Point-per-instance localization data
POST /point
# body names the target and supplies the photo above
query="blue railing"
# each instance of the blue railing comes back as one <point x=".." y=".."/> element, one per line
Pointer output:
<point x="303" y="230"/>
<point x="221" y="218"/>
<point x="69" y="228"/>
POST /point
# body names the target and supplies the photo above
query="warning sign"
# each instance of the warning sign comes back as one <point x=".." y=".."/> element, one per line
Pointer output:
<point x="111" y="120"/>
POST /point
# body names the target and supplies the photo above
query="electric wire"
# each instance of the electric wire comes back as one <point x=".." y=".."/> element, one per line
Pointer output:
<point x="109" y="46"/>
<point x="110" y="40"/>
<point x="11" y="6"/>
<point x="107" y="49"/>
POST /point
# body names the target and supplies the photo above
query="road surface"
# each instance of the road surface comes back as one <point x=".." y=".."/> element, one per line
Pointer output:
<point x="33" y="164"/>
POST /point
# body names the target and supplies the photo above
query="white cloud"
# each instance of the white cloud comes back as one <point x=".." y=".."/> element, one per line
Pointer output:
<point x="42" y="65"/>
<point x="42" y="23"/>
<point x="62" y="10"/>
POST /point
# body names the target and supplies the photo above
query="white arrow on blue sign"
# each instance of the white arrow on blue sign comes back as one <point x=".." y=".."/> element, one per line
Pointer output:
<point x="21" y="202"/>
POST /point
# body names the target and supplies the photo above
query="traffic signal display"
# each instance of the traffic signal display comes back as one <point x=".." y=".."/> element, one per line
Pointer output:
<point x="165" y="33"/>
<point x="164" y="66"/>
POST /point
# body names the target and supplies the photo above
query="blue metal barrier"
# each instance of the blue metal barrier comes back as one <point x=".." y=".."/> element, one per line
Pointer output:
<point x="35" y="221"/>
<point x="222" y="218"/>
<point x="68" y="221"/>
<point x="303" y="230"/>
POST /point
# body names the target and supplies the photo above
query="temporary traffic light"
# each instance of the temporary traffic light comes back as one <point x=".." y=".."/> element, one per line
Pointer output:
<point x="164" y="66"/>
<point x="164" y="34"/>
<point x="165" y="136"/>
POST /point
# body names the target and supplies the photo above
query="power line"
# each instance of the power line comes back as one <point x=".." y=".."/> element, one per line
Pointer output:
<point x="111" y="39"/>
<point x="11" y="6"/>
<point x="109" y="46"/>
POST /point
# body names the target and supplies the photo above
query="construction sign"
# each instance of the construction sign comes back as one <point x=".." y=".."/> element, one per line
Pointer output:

• [What the exercise asks]:
The full set of entries should appear again, unchanged, line by line.

• [Task response]:
POST /point
# body names the target and supplies the photo above
query="blue railing"
# each instance of the blue railing comes back as one <point x=".." y=".."/> element, one per line
Pointer output:
<point x="303" y="230"/>
<point x="221" y="218"/>
<point x="69" y="228"/>
POST /point
# body names the target and supplies the photo above
query="warning sign"
# each instance of the warning sign comes back as one <point x=".." y=".."/> element, one per line
Pointer output:
<point x="111" y="120"/>
POST /point
# body names the target and supplies the photo above
query="electric wire"
# each instance of the electric wire comes back as one <point x=".." y=".."/> element, one per line
Pointer output:
<point x="109" y="46"/>
<point x="110" y="40"/>
<point x="11" y="6"/>
<point x="107" y="49"/>
POST /point
# body names the target and supplies the photo above
query="road surface"
# each instance of the road surface comes back as one <point x=".." y=".."/> element, one per line
Pointer output:
<point x="33" y="164"/>
POST /point
# body names the target and supplies the photo above
query="white cloud"
# each instance of the white cloud comes back as one <point x=".." y=".."/> element, one per line
Pointer output:
<point x="42" y="65"/>
<point x="42" y="23"/>
<point x="62" y="10"/>
POST /point
# body names the target and supplies the photo above
query="white arrow on blue sign"
# each instance of the white arrow on blue sign comes back as one <point x=".." y=".."/> element, one per line
Pointer output:
<point x="21" y="202"/>
POST /point
# body names the target and supplies the photo above
query="traffic signal display"
# each instance of the traffic signal display comes back as one <point x=".." y=".."/> element, one per line
Pointer output:
<point x="165" y="33"/>
<point x="164" y="66"/>
POST /point
# body names the target and supplies the photo above
query="blue metal barrier"
# each instance of the blue metal barrier comes back as one <point x=".." y=".."/> element, one per line
Pointer output:
<point x="35" y="221"/>
<point x="222" y="218"/>
<point x="68" y="221"/>
<point x="303" y="230"/>
POST /point
# body names the target and supplies the photo above
query="temporary traffic light"
# each instance of the temporary traffic light comes back as one <point x=".." y=".."/> element, one per line
Pointer output:
<point x="164" y="66"/>
<point x="164" y="34"/>
<point x="165" y="136"/>
POST /point
# body names the target and supplies the photo above
query="power line"
# each instance of the power line comes back as one <point x=".." y=".."/> element, one per line
Pointer output:
<point x="111" y="39"/>
<point x="11" y="6"/>
<point x="109" y="46"/>
POST /point
# body names the target and supplies the photo above
query="construction sign"
# each instance of the construction sign comes back as one <point x=".." y=".."/> element, one per line
Pointer output:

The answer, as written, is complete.